**SUPPLIED RECORDS:**
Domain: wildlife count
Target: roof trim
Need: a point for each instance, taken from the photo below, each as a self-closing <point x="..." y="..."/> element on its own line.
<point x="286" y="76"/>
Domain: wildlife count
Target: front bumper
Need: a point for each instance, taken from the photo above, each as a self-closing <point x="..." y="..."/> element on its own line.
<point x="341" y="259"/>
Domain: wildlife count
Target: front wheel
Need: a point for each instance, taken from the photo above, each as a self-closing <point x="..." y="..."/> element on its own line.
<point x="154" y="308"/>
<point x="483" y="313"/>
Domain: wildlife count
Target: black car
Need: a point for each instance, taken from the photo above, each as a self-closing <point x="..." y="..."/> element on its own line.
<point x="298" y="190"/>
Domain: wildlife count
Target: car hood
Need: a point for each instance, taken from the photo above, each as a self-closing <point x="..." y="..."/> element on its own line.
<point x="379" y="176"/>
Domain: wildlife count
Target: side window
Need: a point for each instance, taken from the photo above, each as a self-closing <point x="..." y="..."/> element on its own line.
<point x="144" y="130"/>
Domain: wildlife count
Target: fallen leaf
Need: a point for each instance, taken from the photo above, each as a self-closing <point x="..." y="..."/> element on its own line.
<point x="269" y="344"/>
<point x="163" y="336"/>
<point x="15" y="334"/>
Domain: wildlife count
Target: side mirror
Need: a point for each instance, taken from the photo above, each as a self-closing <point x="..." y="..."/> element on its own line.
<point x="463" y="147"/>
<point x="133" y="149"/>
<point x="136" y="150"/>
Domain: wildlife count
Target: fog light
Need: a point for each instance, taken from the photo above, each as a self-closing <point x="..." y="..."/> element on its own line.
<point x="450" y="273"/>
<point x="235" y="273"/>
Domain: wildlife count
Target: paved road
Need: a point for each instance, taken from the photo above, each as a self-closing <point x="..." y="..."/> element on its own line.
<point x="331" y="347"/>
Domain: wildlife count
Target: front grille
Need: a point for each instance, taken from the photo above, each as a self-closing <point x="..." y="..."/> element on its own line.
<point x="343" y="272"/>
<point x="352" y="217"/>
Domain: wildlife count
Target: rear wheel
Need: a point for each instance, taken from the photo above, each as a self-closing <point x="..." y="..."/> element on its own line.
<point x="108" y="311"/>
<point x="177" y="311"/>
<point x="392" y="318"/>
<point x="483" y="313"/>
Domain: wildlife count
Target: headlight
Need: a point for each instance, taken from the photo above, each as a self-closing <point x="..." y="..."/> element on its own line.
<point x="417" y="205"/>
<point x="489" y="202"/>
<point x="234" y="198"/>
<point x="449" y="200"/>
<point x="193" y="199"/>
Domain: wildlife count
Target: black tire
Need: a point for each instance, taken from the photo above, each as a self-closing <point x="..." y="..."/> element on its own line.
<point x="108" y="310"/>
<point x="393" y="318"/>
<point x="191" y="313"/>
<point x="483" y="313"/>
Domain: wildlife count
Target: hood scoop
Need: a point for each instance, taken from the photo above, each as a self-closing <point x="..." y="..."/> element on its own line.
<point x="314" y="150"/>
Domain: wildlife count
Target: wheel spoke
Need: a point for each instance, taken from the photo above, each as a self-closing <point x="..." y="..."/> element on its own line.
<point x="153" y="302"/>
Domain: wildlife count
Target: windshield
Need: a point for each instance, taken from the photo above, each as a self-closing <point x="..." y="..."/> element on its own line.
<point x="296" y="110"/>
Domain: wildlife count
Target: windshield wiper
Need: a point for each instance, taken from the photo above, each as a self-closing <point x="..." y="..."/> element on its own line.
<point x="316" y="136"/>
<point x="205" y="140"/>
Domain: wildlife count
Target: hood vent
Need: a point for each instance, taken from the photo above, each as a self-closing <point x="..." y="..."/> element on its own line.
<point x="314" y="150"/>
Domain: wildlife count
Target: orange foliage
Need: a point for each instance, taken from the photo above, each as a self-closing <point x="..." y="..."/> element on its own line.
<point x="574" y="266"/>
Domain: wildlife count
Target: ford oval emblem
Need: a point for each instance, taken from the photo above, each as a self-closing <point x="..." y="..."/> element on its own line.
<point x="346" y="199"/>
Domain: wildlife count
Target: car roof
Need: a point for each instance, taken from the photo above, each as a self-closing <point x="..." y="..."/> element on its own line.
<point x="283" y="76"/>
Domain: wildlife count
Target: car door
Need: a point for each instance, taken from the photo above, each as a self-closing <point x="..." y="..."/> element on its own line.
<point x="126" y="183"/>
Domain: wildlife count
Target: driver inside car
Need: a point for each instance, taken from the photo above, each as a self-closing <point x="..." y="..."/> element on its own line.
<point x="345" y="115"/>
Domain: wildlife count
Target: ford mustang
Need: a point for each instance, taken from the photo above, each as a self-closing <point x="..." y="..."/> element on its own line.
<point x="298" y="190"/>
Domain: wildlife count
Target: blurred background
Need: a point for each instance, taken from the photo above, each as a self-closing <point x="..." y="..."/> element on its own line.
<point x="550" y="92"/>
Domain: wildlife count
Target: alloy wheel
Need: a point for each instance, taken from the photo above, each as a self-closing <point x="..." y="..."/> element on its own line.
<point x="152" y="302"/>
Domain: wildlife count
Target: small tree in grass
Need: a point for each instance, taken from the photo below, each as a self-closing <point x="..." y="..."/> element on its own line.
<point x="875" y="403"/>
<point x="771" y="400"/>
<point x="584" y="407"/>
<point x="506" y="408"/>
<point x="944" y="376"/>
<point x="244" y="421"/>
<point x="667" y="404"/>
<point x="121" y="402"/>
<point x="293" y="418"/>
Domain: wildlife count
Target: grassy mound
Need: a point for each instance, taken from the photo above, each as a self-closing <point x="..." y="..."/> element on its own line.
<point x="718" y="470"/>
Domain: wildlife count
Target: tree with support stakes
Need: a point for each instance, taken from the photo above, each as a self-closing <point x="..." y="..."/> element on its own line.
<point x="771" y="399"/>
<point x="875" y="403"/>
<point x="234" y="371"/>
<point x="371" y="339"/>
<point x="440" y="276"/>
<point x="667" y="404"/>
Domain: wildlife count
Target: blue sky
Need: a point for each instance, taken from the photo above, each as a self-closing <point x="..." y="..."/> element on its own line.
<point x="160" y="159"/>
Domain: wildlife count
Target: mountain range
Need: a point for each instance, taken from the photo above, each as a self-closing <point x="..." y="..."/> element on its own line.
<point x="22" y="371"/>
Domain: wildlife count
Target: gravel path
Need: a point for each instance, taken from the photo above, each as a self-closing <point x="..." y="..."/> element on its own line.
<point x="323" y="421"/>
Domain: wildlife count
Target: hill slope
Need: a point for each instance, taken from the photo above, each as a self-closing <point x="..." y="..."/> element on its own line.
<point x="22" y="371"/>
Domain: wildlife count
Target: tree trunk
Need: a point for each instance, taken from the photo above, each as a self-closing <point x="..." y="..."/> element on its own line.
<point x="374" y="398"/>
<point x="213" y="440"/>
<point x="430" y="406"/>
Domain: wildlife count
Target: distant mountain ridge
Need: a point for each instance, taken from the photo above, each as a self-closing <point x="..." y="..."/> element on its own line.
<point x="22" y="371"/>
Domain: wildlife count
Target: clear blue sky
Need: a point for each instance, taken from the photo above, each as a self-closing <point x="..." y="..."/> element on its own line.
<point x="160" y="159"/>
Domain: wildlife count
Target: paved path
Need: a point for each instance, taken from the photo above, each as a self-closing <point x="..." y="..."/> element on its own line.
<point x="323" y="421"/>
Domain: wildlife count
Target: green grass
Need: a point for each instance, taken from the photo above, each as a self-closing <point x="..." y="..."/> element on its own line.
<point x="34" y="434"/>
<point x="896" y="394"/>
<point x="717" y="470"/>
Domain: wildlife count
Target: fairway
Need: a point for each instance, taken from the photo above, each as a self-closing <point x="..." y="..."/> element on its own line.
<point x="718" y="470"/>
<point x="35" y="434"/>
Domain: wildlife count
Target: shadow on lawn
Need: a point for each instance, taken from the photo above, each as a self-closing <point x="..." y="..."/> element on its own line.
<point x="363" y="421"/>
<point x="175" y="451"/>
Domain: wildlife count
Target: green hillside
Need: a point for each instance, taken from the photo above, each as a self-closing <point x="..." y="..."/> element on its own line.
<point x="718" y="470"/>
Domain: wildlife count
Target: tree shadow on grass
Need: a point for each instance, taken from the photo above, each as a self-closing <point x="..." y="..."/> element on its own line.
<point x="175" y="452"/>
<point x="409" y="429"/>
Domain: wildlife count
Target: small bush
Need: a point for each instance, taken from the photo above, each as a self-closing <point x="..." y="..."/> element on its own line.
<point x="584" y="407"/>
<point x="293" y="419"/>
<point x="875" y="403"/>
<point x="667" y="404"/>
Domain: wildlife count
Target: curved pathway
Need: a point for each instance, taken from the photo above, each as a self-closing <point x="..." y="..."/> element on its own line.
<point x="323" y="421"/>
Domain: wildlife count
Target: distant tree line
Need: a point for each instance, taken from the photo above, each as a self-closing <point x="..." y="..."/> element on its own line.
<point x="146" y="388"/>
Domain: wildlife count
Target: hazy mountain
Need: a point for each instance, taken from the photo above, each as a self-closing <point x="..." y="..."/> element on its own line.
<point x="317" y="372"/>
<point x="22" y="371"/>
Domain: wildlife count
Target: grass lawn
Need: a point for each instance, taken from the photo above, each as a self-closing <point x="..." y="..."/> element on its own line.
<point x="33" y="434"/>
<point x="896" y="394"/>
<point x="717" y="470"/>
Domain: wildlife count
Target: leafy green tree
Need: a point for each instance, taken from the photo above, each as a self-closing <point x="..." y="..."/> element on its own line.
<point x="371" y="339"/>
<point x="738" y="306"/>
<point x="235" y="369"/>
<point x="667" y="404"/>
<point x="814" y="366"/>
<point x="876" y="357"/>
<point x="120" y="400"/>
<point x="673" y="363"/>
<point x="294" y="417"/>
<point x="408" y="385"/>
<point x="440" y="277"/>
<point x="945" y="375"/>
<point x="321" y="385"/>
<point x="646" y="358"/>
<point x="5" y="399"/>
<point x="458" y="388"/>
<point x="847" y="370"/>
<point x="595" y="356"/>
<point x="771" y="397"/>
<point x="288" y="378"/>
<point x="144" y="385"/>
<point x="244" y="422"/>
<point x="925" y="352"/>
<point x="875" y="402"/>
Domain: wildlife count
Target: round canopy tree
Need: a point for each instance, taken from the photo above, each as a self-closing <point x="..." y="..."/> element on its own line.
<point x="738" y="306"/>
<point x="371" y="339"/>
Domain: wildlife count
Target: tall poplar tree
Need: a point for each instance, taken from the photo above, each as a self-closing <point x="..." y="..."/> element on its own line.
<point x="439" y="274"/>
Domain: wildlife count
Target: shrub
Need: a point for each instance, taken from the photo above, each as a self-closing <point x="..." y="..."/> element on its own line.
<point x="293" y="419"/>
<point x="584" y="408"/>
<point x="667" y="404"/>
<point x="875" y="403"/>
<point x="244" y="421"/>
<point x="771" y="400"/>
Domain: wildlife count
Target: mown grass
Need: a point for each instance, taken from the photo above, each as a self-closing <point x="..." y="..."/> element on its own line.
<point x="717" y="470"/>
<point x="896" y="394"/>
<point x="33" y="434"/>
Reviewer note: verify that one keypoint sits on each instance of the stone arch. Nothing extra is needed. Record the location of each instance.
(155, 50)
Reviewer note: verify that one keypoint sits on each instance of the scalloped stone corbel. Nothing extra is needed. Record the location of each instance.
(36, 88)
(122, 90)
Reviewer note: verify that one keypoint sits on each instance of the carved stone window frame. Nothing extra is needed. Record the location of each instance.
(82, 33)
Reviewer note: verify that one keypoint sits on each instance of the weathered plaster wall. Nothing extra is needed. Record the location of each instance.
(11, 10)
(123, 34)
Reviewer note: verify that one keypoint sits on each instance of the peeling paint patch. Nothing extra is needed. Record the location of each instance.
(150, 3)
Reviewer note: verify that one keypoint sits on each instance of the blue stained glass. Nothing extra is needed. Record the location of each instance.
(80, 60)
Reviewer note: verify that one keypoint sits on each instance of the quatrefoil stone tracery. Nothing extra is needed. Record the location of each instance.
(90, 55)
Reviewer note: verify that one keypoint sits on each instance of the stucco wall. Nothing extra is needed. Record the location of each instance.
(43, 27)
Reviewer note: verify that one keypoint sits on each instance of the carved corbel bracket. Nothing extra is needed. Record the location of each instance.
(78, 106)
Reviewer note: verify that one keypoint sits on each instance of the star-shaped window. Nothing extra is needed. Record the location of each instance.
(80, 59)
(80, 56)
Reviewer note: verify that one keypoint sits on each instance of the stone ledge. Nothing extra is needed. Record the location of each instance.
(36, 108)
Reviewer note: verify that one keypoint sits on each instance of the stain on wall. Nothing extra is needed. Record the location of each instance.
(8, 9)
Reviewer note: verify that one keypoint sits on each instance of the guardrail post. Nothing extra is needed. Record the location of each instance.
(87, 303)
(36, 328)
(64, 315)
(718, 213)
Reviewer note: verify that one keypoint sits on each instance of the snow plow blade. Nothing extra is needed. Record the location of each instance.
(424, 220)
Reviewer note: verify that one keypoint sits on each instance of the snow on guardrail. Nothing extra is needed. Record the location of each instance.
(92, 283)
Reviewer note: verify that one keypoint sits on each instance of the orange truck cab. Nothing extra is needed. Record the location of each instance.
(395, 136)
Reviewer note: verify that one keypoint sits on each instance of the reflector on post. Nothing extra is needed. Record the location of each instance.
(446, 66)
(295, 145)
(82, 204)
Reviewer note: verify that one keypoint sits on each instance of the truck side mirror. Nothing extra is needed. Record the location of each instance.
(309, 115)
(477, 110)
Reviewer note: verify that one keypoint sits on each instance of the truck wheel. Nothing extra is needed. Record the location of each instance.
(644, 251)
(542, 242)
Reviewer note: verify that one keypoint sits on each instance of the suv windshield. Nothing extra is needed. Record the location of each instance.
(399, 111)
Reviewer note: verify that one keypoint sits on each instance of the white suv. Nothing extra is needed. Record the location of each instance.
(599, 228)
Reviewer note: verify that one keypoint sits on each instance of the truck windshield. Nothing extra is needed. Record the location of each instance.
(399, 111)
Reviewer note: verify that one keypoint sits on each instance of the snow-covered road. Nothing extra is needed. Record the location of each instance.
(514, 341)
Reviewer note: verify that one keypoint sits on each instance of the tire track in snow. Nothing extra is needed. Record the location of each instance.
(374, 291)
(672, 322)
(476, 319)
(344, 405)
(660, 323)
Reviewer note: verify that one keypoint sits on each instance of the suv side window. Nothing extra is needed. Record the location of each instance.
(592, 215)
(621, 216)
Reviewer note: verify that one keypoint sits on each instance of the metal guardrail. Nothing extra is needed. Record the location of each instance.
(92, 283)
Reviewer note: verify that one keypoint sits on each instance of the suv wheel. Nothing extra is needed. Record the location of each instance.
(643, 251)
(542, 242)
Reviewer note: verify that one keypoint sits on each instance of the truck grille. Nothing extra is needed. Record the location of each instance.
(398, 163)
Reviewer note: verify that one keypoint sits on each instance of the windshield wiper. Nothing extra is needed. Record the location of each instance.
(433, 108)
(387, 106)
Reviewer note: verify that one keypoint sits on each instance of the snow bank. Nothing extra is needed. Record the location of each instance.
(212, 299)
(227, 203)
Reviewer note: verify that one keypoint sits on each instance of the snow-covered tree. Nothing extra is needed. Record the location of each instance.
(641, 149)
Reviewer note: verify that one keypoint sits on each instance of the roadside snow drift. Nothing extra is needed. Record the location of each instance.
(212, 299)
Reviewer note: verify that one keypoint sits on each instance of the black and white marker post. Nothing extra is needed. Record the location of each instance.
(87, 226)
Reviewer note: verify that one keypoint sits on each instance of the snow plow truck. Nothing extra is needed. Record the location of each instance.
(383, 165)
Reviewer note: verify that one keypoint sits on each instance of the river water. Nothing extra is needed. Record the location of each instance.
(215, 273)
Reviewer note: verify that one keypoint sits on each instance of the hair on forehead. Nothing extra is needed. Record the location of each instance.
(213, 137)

**INSTRUCTIONS FOR THE TASK:** Can you write out the lines above, from the first one through the one containing "Target: front wheel", exactly as they appear and nothing more?

**YOUR SOLUTION:**
Domain: wildlife count
Target: roof trim
Need: a point for each instance, taken from the photo below, each as a self-closing <point x="..." y="..."/> element on its own line.
<point x="286" y="76"/>
Domain: wildlife count
Target: front bumper
Need: a point for each instance, taken from the photo above, each as a self-closing <point x="..." y="..."/> element on its own line.
<point x="341" y="259"/>
Domain: wildlife count
Target: front wheel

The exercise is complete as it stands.